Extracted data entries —

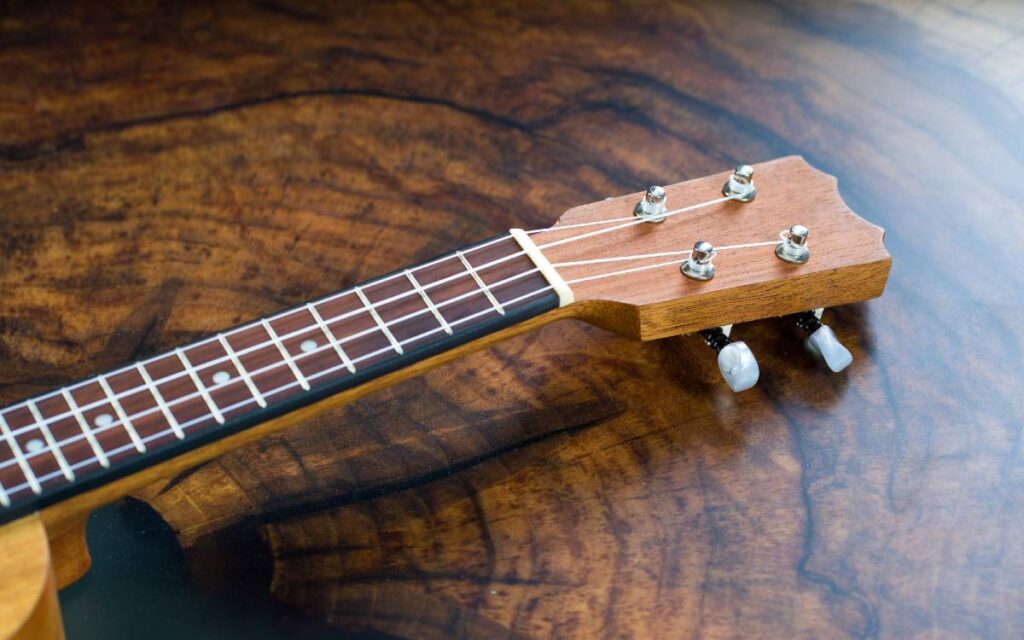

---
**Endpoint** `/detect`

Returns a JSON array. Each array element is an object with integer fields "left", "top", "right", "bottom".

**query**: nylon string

[{"left": 0, "top": 187, "right": 779, "bottom": 495}]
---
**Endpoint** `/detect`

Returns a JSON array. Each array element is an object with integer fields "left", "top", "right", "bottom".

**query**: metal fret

[
  {"left": 352, "top": 287, "right": 406, "bottom": 353},
  {"left": 0, "top": 413, "right": 43, "bottom": 496},
  {"left": 306, "top": 303, "right": 355, "bottom": 374},
  {"left": 260, "top": 319, "right": 309, "bottom": 391},
  {"left": 60, "top": 389, "right": 111, "bottom": 469},
  {"left": 406, "top": 269, "right": 452, "bottom": 336},
  {"left": 96, "top": 376, "right": 145, "bottom": 454},
  {"left": 135, "top": 362, "right": 185, "bottom": 440},
  {"left": 174, "top": 348, "right": 224, "bottom": 424},
  {"left": 217, "top": 334, "right": 266, "bottom": 408},
  {"left": 26, "top": 399, "right": 75, "bottom": 482},
  {"left": 455, "top": 251, "right": 505, "bottom": 315}
]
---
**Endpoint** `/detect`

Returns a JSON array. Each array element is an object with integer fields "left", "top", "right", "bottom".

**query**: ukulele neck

[{"left": 0, "top": 229, "right": 572, "bottom": 521}]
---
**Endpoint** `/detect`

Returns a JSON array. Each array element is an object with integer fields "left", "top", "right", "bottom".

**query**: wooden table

[{"left": 0, "top": 0, "right": 1024, "bottom": 638}]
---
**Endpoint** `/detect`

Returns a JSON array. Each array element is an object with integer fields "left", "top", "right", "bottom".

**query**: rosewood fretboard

[{"left": 0, "top": 236, "right": 559, "bottom": 521}]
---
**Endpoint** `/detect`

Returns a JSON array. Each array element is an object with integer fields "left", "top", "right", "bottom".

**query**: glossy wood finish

[
  {"left": 0, "top": 514, "right": 63, "bottom": 640},
  {"left": 0, "top": 2, "right": 1024, "bottom": 637}
]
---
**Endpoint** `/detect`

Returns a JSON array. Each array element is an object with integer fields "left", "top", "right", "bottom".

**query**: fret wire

[
  {"left": 0, "top": 412, "right": 43, "bottom": 496},
  {"left": 136, "top": 362, "right": 185, "bottom": 440},
  {"left": 174, "top": 347, "right": 224, "bottom": 424},
  {"left": 306, "top": 302, "right": 355, "bottom": 374},
  {"left": 0, "top": 233, "right": 516, "bottom": 419},
  {"left": 60, "top": 389, "right": 111, "bottom": 469},
  {"left": 96, "top": 376, "right": 145, "bottom": 454},
  {"left": 0, "top": 234, "right": 526, "bottom": 430},
  {"left": 455, "top": 249, "right": 505, "bottom": 315},
  {"left": 29, "top": 400, "right": 75, "bottom": 482},
  {"left": 0, "top": 267, "right": 545, "bottom": 469},
  {"left": 353, "top": 287, "right": 404, "bottom": 353},
  {"left": 263, "top": 319, "right": 309, "bottom": 391},
  {"left": 406, "top": 269, "right": 452, "bottom": 336},
  {"left": 217, "top": 334, "right": 266, "bottom": 408},
  {"left": 0, "top": 284, "right": 552, "bottom": 495}
]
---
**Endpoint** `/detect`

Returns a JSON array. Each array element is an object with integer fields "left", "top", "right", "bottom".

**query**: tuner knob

[
  {"left": 700, "top": 325, "right": 761, "bottom": 393},
  {"left": 797, "top": 309, "right": 853, "bottom": 373},
  {"left": 633, "top": 185, "right": 668, "bottom": 222},
  {"left": 722, "top": 165, "right": 758, "bottom": 202}
]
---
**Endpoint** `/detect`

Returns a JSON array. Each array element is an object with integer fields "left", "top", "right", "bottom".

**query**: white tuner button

[
  {"left": 796, "top": 309, "right": 853, "bottom": 373},
  {"left": 700, "top": 325, "right": 761, "bottom": 393},
  {"left": 806, "top": 325, "right": 853, "bottom": 373},
  {"left": 718, "top": 342, "right": 761, "bottom": 393}
]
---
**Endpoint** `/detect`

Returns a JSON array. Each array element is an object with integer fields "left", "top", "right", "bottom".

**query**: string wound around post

[
  {"left": 775, "top": 224, "right": 811, "bottom": 264},
  {"left": 679, "top": 240, "right": 718, "bottom": 280},
  {"left": 722, "top": 165, "right": 758, "bottom": 202},
  {"left": 633, "top": 185, "right": 668, "bottom": 223}
]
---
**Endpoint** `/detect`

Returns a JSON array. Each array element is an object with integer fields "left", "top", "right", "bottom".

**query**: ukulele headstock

[{"left": 544, "top": 156, "right": 891, "bottom": 340}]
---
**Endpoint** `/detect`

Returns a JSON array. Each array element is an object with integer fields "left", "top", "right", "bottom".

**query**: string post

[
  {"left": 722, "top": 165, "right": 758, "bottom": 202},
  {"left": 679, "top": 240, "right": 718, "bottom": 281},
  {"left": 775, "top": 224, "right": 811, "bottom": 264},
  {"left": 633, "top": 185, "right": 668, "bottom": 223}
]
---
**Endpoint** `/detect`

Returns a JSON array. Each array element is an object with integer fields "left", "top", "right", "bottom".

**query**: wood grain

[
  {"left": 0, "top": 0, "right": 1024, "bottom": 638},
  {"left": 552, "top": 157, "right": 891, "bottom": 340},
  {"left": 0, "top": 514, "right": 65, "bottom": 640}
]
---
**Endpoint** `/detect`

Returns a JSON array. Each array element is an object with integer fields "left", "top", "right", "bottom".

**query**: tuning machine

[
  {"left": 796, "top": 309, "right": 853, "bottom": 373},
  {"left": 633, "top": 185, "right": 668, "bottom": 223},
  {"left": 700, "top": 325, "right": 761, "bottom": 393},
  {"left": 722, "top": 165, "right": 758, "bottom": 202}
]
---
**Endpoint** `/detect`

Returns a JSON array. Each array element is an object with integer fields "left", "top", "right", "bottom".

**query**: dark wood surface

[{"left": 0, "top": 0, "right": 1024, "bottom": 638}]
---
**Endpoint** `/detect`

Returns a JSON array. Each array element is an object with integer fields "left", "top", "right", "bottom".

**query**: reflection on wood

[{"left": 0, "top": 2, "right": 1024, "bottom": 637}]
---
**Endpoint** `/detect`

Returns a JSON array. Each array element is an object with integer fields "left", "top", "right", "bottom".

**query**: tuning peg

[
  {"left": 679, "top": 240, "right": 718, "bottom": 280},
  {"left": 700, "top": 325, "right": 761, "bottom": 393},
  {"left": 775, "top": 224, "right": 811, "bottom": 264},
  {"left": 797, "top": 309, "right": 853, "bottom": 373},
  {"left": 633, "top": 185, "right": 667, "bottom": 222},
  {"left": 722, "top": 165, "right": 758, "bottom": 202}
]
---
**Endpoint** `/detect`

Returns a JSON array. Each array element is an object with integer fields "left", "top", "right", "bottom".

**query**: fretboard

[{"left": 0, "top": 232, "right": 565, "bottom": 521}]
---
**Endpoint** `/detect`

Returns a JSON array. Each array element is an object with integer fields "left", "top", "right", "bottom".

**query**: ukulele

[{"left": 0, "top": 157, "right": 891, "bottom": 638}]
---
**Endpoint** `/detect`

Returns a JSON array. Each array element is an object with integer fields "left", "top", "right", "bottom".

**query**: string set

[{"left": 0, "top": 184, "right": 780, "bottom": 499}]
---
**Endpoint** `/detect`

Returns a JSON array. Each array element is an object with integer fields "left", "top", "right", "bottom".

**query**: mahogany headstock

[{"left": 532, "top": 156, "right": 891, "bottom": 340}]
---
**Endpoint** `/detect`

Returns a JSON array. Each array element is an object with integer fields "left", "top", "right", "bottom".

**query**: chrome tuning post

[
  {"left": 679, "top": 240, "right": 718, "bottom": 280},
  {"left": 700, "top": 325, "right": 761, "bottom": 393},
  {"left": 796, "top": 309, "right": 853, "bottom": 373},
  {"left": 722, "top": 165, "right": 758, "bottom": 202},
  {"left": 775, "top": 224, "right": 811, "bottom": 264},
  {"left": 633, "top": 185, "right": 668, "bottom": 223}
]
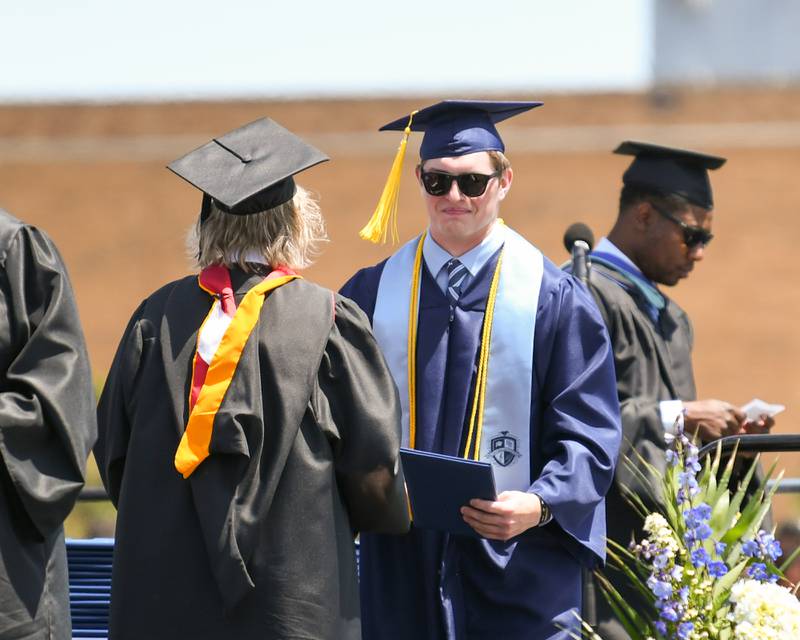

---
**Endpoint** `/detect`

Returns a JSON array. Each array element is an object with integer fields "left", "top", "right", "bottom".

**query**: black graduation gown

[
  {"left": 95, "top": 270, "right": 408, "bottom": 640},
  {"left": 0, "top": 209, "right": 96, "bottom": 640},
  {"left": 589, "top": 263, "right": 696, "bottom": 640},
  {"left": 342, "top": 254, "right": 620, "bottom": 640}
]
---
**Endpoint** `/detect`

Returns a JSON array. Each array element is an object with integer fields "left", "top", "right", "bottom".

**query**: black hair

[{"left": 619, "top": 184, "right": 691, "bottom": 215}]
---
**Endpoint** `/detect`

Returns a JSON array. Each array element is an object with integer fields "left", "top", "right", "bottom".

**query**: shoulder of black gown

[
  {"left": 0, "top": 212, "right": 96, "bottom": 536},
  {"left": 0, "top": 209, "right": 25, "bottom": 265},
  {"left": 319, "top": 288, "right": 409, "bottom": 533},
  {"left": 339, "top": 258, "right": 388, "bottom": 322}
]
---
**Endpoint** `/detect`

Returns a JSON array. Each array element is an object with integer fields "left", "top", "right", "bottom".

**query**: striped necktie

[{"left": 445, "top": 258, "right": 469, "bottom": 320}]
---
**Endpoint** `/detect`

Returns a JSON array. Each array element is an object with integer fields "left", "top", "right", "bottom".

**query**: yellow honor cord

[
  {"left": 464, "top": 251, "right": 503, "bottom": 460},
  {"left": 175, "top": 275, "right": 300, "bottom": 478},
  {"left": 408, "top": 233, "right": 426, "bottom": 449},
  {"left": 408, "top": 232, "right": 504, "bottom": 460},
  {"left": 358, "top": 111, "right": 417, "bottom": 244}
]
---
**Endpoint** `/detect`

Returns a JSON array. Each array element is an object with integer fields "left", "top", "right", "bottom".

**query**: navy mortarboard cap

[
  {"left": 167, "top": 118, "right": 329, "bottom": 216},
  {"left": 380, "top": 100, "right": 542, "bottom": 160},
  {"left": 614, "top": 140, "right": 725, "bottom": 209},
  {"left": 359, "top": 100, "right": 542, "bottom": 242}
]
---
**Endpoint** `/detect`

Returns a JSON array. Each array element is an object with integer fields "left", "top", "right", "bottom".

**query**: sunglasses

[
  {"left": 420, "top": 171, "right": 503, "bottom": 198},
  {"left": 650, "top": 202, "right": 714, "bottom": 249}
]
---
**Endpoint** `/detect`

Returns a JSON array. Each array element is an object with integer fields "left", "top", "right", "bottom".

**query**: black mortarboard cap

[
  {"left": 167, "top": 118, "right": 329, "bottom": 215},
  {"left": 614, "top": 140, "right": 725, "bottom": 209},
  {"left": 380, "top": 100, "right": 542, "bottom": 160}
]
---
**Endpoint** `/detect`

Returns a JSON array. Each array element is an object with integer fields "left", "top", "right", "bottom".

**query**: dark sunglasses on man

[
  {"left": 650, "top": 202, "right": 714, "bottom": 249},
  {"left": 420, "top": 170, "right": 503, "bottom": 198}
]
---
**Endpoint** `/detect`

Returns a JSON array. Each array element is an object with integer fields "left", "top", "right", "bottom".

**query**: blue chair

[{"left": 67, "top": 538, "right": 114, "bottom": 640}]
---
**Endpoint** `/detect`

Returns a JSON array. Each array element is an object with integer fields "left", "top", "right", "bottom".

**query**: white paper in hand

[{"left": 742, "top": 398, "right": 786, "bottom": 422}]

DIRECTIONS —
Report each line above that contains the string "gown", copying every such line in full. The match is case-sensitive.

FULL SOLUTION —
**query**: black graduation gown
**query**: shoulder of black gown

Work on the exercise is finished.